▶ GIVEN REQUEST
Rewrite the material below with "precise boxes" replaced by "tight bounding boxes" wherever it occurs, keeping everything else the same. Leave out the pictures.

▶ DATA TO USE
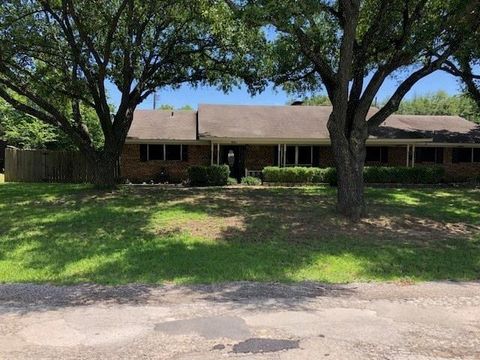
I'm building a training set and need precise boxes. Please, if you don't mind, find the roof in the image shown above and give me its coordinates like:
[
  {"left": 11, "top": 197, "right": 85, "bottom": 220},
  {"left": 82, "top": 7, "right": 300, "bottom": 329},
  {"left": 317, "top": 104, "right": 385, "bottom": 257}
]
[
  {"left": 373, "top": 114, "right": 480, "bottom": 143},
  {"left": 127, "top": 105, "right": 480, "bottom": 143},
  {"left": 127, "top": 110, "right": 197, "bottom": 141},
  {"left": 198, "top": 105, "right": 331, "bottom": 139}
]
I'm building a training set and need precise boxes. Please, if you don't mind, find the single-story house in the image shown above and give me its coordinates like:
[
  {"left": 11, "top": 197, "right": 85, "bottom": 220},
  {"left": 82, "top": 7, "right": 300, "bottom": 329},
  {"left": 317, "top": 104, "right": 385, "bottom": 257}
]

▶ TASK ANSWER
I'm building a training set and need tight bounding boxes. Please, if you don't mind, find the roof in the image shown above and give me its coordinates like:
[
  {"left": 11, "top": 197, "right": 85, "bottom": 220},
  {"left": 82, "top": 7, "right": 300, "bottom": 329},
  {"left": 317, "top": 104, "right": 385, "bottom": 257}
]
[
  {"left": 373, "top": 114, "right": 480, "bottom": 143},
  {"left": 127, "top": 105, "right": 480, "bottom": 143},
  {"left": 127, "top": 110, "right": 197, "bottom": 141},
  {"left": 198, "top": 105, "right": 331, "bottom": 139}
]
I'm building a training set and need tight bounding boxes. Please, if you don't mind, find the single-story house in the image shown above and give me its coordinates like:
[
  {"left": 11, "top": 197, "right": 85, "bottom": 220},
  {"left": 82, "top": 7, "right": 300, "bottom": 329},
  {"left": 317, "top": 104, "right": 385, "bottom": 257}
]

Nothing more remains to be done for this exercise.